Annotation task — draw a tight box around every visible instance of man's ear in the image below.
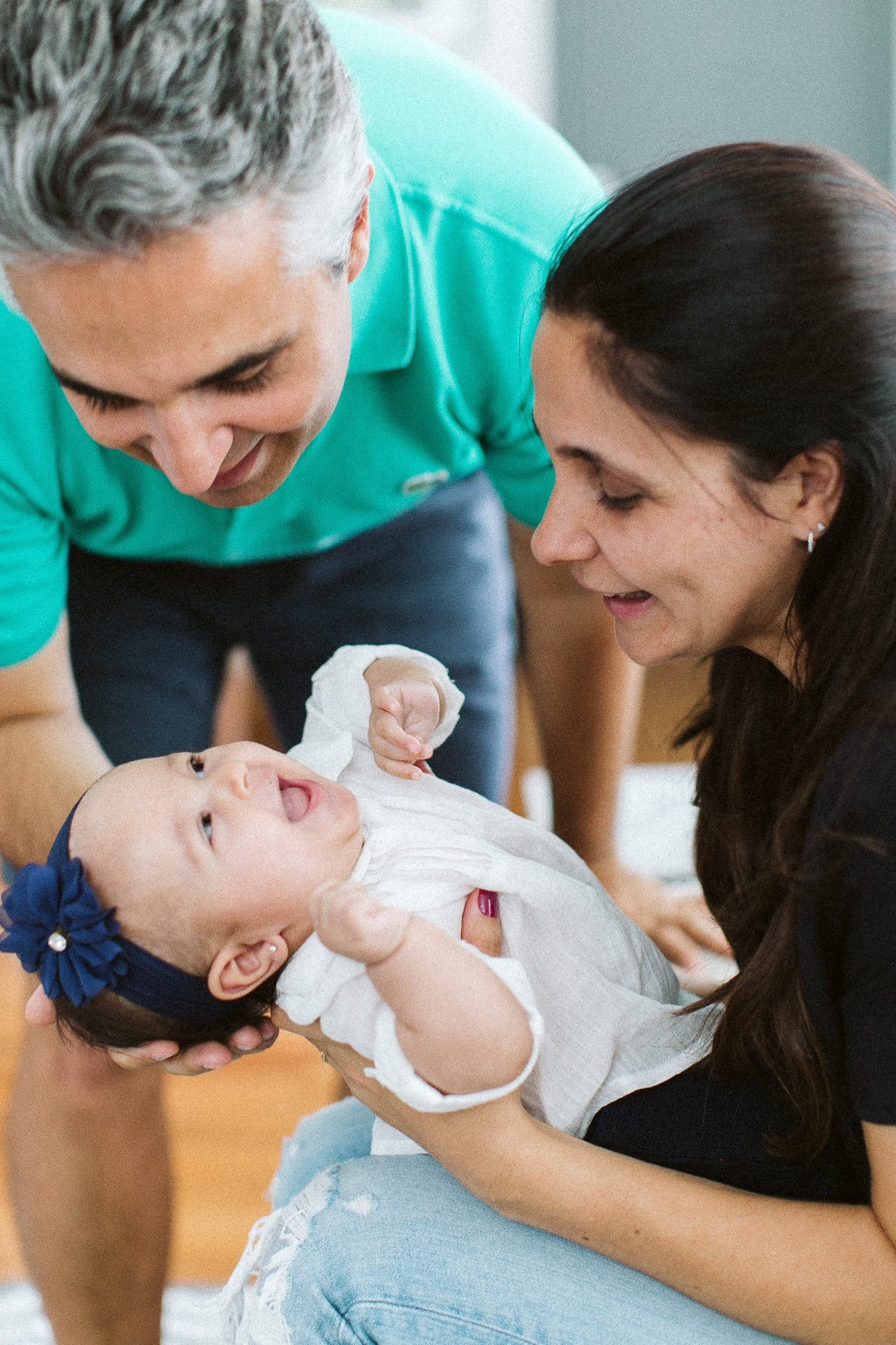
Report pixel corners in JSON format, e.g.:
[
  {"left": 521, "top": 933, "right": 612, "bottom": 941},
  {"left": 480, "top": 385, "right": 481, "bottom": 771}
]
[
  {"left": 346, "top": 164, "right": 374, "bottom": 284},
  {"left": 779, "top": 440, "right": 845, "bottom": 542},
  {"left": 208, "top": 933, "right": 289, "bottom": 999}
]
--
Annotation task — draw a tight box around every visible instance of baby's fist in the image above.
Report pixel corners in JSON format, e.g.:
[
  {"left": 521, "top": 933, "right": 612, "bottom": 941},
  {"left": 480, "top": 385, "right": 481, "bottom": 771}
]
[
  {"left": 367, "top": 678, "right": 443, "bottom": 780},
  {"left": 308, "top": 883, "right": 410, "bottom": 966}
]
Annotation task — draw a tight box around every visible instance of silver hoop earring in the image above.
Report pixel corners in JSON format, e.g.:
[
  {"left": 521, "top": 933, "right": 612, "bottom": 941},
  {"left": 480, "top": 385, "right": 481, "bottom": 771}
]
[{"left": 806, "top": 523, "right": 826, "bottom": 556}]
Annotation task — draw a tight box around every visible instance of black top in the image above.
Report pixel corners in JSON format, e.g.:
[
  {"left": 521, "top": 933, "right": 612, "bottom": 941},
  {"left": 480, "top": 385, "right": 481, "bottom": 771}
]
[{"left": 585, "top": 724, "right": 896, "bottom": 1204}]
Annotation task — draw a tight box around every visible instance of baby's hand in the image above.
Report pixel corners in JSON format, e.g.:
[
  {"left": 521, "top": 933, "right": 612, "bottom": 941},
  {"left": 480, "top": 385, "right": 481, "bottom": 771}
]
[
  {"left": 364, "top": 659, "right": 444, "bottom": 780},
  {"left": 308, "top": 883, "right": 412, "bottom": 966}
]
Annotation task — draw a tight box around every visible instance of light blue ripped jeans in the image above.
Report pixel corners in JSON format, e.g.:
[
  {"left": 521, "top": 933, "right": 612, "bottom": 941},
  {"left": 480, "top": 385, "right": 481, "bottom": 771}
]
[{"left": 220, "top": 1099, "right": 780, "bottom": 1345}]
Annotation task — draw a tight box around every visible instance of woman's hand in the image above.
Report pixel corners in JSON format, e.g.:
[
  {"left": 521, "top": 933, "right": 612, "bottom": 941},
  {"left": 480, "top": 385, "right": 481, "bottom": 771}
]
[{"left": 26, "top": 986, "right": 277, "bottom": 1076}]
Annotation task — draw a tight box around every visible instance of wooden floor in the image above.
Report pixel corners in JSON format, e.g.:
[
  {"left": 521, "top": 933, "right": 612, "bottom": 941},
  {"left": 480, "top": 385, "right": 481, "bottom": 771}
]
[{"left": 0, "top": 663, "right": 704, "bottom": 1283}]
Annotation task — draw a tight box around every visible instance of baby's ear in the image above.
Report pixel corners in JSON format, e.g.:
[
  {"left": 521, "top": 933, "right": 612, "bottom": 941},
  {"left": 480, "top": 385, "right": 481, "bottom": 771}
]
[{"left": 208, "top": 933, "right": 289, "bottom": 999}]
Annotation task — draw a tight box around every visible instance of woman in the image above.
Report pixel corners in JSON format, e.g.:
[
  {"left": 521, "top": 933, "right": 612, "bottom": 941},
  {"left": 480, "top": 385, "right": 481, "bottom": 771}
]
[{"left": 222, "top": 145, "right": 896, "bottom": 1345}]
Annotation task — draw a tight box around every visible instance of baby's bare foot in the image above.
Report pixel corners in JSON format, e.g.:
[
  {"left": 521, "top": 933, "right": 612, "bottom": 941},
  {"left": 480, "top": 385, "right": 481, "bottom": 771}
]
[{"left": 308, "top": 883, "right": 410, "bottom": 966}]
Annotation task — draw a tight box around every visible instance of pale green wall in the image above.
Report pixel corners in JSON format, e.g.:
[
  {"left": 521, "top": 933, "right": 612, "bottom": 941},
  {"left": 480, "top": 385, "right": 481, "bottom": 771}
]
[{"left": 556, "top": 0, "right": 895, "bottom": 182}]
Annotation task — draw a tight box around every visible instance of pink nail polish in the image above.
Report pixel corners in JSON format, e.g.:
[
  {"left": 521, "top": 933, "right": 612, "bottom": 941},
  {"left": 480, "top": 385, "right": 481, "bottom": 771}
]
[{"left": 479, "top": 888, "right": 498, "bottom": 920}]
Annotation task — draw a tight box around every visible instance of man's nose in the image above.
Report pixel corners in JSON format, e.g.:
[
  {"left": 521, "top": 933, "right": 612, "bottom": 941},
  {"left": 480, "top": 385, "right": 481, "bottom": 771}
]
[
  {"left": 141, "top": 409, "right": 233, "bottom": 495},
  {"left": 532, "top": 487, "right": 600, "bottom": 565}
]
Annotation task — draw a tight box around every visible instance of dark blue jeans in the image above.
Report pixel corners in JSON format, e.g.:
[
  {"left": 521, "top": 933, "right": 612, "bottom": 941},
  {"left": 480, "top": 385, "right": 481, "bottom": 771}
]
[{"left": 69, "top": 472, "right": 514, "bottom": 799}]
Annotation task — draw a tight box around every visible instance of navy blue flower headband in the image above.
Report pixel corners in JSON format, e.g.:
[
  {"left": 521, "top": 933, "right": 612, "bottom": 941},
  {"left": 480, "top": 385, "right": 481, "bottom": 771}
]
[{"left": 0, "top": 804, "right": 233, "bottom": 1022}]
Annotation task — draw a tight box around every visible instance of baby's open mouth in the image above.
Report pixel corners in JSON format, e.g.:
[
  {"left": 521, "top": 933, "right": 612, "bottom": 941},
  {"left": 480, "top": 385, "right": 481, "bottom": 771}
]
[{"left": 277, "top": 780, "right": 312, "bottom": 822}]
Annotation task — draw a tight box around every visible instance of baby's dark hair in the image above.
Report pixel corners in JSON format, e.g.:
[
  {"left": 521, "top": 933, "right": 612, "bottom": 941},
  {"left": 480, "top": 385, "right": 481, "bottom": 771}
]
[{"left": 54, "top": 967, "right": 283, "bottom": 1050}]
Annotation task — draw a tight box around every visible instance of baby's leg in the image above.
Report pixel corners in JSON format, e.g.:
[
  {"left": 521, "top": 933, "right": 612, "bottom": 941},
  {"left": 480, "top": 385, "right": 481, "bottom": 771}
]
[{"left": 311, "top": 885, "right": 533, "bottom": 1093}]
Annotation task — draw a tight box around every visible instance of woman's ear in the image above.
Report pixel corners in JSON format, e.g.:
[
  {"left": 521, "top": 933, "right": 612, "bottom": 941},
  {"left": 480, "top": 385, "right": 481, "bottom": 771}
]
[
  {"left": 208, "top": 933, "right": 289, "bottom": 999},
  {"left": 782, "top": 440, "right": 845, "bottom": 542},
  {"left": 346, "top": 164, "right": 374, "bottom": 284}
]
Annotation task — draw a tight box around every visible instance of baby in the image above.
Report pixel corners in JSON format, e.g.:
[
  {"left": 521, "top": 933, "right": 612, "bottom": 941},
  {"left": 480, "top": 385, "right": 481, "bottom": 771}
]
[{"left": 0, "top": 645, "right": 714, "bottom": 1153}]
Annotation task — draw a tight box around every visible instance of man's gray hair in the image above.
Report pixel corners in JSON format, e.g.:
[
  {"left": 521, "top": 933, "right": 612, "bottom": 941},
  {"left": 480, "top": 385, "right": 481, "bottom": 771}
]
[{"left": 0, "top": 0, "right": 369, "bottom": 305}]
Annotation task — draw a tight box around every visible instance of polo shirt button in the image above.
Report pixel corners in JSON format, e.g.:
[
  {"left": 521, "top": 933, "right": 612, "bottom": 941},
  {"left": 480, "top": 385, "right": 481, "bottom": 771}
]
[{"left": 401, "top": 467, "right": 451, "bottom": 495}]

=== WHAT IS EXPECTED ===
Return every line from the records above that contains the word "woman".

=== ANSWER TO THIS PROBLEM ===
Annotation task — draw a tight box around every visible instance of woman's hand in the image above.
Annotation task — draw a tight box around every visible instance of woman in the image above.
Annotation task — draw a tight box around every visible instance of woman's ear in the image above.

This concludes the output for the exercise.